▶ **MATERIAL PROVIDED**:

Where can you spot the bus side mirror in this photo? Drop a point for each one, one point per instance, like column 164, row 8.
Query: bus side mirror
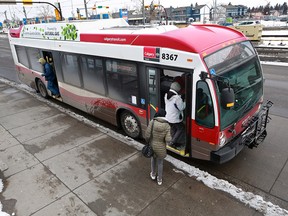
column 227, row 98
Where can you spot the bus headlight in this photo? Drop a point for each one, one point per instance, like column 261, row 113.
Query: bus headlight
column 222, row 139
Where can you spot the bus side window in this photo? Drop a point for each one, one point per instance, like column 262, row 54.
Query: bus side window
column 204, row 107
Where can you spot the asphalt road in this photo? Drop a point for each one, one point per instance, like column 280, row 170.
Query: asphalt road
column 263, row 170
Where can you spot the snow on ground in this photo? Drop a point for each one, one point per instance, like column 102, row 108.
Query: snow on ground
column 247, row 198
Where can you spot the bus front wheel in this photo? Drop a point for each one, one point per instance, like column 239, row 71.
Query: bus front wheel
column 42, row 89
column 130, row 124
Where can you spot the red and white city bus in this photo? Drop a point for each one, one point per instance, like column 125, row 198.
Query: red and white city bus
column 120, row 73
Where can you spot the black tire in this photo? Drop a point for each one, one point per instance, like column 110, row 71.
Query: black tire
column 130, row 124
column 42, row 89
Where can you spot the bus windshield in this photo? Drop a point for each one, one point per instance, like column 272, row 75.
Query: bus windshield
column 243, row 75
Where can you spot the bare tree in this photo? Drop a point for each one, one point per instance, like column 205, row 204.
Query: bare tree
column 45, row 11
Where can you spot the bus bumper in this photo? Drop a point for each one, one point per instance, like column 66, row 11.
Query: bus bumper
column 228, row 152
column 252, row 136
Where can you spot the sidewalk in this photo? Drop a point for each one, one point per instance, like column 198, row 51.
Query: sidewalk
column 60, row 165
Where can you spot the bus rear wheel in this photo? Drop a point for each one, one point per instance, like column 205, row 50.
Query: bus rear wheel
column 130, row 125
column 42, row 89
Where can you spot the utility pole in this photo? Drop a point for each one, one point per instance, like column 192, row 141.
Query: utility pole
column 86, row 11
column 143, row 12
column 24, row 11
column 5, row 12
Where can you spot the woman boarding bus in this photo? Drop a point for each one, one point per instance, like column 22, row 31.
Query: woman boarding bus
column 120, row 73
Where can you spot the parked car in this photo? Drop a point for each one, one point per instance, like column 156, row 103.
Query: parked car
column 252, row 22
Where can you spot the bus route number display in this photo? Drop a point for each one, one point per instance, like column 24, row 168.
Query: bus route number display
column 169, row 57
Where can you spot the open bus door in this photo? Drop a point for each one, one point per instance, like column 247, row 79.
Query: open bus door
column 159, row 82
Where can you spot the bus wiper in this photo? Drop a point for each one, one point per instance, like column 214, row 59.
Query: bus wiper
column 241, row 89
column 244, row 108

▶ **PROBLEM REQUIREMENTS**:
Only the lines from the line with "Where can you spot the bus route" to the final line of the entries are to be returned, each exactly as written, both ends included.

▶ **WORKED SOLUTION**:
Where can you spot the bus route number display in this photo? Drop a point for each one, one point per instance, like column 24, row 168.
Query: bus route number display
column 169, row 57
Where can you spot the open bus door in this photo? Drop a point for each one, one point per instance, like column 247, row 79.
Query: open bus door
column 159, row 82
Where can you spot the bus wiper in this photo? Drop a point for each one, one point per instance, like column 214, row 59.
Query: bus wiper
column 241, row 89
column 244, row 108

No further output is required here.